● **GOAL OF THE EXERCISE**: Locate every line in the entries below that contains the string "shorts", and copy each one. Treat the match as case-sensitive.

══ DATASET EXTRACT ══

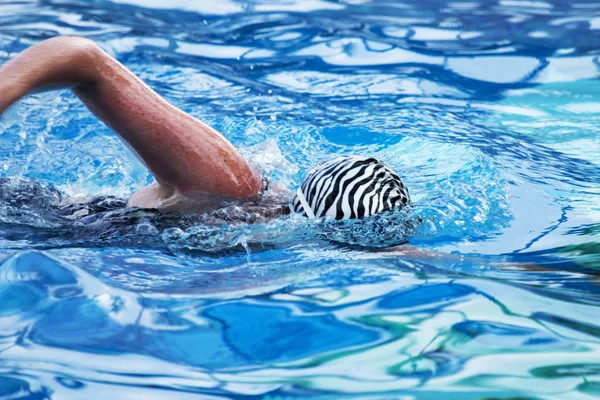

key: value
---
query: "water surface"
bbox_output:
[0,0,600,399]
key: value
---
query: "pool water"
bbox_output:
[0,0,600,399]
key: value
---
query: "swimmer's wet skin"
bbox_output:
[0,37,262,211]
[0,37,410,220]
[0,36,556,268]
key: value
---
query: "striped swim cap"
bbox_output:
[292,156,410,220]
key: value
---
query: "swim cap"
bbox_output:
[292,156,410,220]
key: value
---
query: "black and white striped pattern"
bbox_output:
[292,156,410,220]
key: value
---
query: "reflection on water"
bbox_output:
[0,0,600,399]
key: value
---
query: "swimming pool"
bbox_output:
[0,0,600,399]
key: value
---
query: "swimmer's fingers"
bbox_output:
[0,37,262,199]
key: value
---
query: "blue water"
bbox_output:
[0,0,600,399]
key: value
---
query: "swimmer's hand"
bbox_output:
[0,36,262,209]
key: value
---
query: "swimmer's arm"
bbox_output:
[0,36,262,205]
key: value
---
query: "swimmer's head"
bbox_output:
[292,156,410,220]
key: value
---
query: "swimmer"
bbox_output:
[0,36,410,220]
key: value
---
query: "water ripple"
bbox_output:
[0,0,600,399]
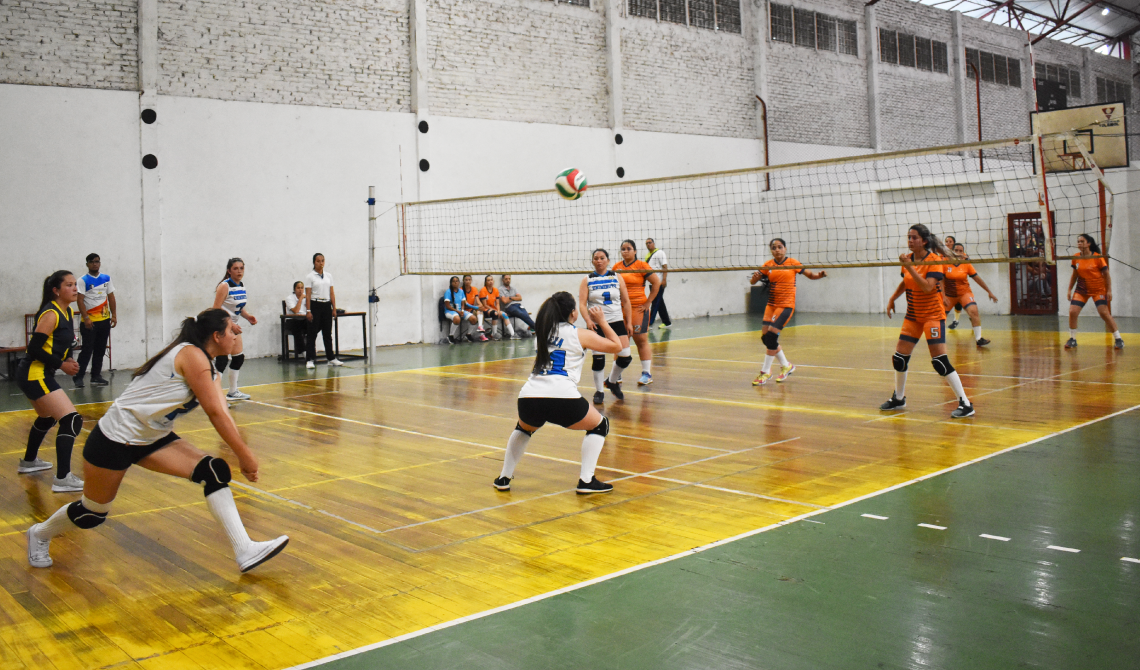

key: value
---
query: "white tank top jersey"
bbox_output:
[221,279,249,318]
[586,270,625,324]
[519,324,586,398]
[99,342,213,444]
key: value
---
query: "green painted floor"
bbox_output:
[321,410,1140,670]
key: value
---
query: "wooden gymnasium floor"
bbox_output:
[0,314,1140,669]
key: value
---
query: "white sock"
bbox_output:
[578,434,605,484]
[895,370,906,400]
[206,487,253,556]
[946,370,970,405]
[499,428,530,477]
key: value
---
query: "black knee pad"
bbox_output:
[586,416,610,438]
[67,500,107,530]
[59,411,83,438]
[930,353,954,377]
[190,456,233,496]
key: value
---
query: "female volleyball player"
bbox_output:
[605,239,661,387]
[750,237,828,386]
[943,238,998,346]
[578,248,633,405]
[213,259,258,400]
[492,291,621,495]
[27,309,288,572]
[1065,234,1124,349]
[16,270,83,493]
[879,223,974,418]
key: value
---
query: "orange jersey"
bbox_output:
[1073,254,1108,295]
[903,252,946,324]
[613,261,653,307]
[760,256,804,308]
[944,263,978,297]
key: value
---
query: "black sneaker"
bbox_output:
[602,379,626,400]
[950,400,974,418]
[879,393,906,411]
[575,476,613,496]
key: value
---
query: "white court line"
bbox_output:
[286,405,1140,670]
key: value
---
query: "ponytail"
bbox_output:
[131,309,230,378]
[530,291,577,375]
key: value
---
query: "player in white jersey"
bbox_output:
[578,248,634,405]
[214,259,258,400]
[27,309,288,572]
[492,291,621,495]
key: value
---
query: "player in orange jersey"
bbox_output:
[879,223,974,418]
[749,237,828,386]
[943,243,998,346]
[605,239,661,387]
[1065,234,1124,349]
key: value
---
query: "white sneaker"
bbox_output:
[51,472,83,493]
[27,524,51,567]
[16,458,51,474]
[234,535,288,572]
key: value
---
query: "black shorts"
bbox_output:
[83,424,181,471]
[594,321,629,337]
[519,395,589,428]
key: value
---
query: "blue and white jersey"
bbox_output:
[586,270,625,324]
[221,279,247,318]
[519,324,586,398]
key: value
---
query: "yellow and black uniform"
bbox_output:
[16,301,75,400]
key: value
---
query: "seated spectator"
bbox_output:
[285,281,309,351]
[499,275,535,337]
[479,275,514,340]
[443,277,477,343]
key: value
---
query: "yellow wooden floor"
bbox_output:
[0,326,1140,669]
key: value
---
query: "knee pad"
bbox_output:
[586,416,610,438]
[930,353,954,377]
[67,497,107,530]
[59,411,83,438]
[190,456,233,496]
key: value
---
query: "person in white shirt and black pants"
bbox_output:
[304,253,344,370]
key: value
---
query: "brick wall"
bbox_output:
[158,0,412,112]
[621,17,757,138]
[0,0,138,90]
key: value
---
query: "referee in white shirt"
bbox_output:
[645,237,673,328]
[304,254,344,370]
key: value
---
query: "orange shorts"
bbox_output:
[764,304,796,330]
[898,319,946,344]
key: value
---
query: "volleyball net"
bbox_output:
[399,137,1112,275]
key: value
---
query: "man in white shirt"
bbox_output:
[645,237,673,328]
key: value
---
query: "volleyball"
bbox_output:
[554,168,588,201]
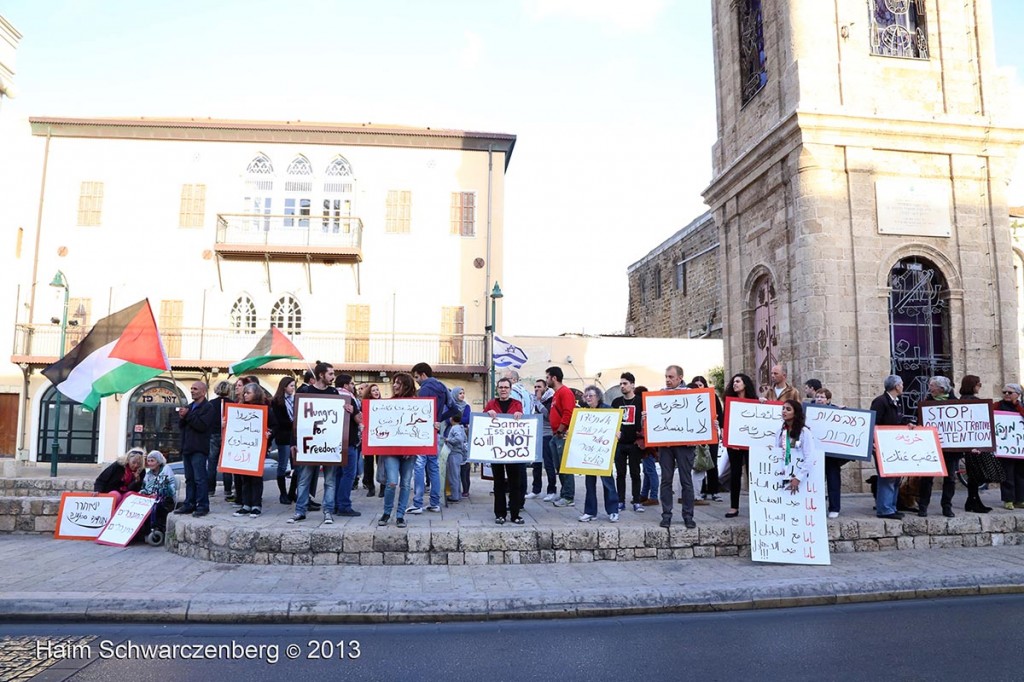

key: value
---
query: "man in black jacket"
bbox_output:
[174,381,220,516]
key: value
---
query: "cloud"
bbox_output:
[522,0,669,31]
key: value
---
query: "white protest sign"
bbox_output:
[874,426,946,478]
[995,411,1024,460]
[750,443,831,565]
[643,388,718,447]
[469,414,544,464]
[558,408,623,476]
[362,397,437,455]
[53,493,116,540]
[96,493,157,547]
[724,397,782,450]
[804,404,874,461]
[295,393,350,466]
[217,403,267,476]
[918,400,995,453]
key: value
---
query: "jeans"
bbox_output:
[292,464,334,516]
[615,443,643,504]
[551,435,575,502]
[657,445,696,519]
[825,457,847,514]
[331,445,359,512]
[377,455,413,518]
[640,455,658,500]
[181,453,210,511]
[413,455,444,503]
[583,476,618,516]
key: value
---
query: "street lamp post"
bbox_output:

═══

● **OUTPUT OF THE EXERCISE**:
query: "black shorts"
query: "orange shorts"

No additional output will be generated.